**O que fazer**.
Reproduza fielmente as linhas que vão da que contém "Task: Tag the cub's" até a que contém "Task: Tag the vegetation", incluindo as duas.

**Dados de entrada**.

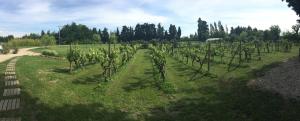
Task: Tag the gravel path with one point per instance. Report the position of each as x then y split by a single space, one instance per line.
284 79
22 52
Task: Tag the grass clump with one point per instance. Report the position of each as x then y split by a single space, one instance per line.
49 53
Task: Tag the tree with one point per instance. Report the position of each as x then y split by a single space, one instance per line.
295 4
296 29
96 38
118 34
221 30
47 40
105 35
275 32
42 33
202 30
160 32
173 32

==

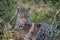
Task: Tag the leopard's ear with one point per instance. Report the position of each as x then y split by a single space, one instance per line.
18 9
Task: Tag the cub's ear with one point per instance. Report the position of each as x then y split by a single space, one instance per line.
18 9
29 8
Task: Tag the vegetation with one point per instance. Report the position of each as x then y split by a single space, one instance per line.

**Resultado abaixo**.
Task: Tag the cub's ear with one point per instance. Report the position of each as x then y split by a single space, one instance per line.
18 9
29 8
Task: Tag the vegetation with one point per instance. Report the position of each as x then y split by a single space, one instance per line.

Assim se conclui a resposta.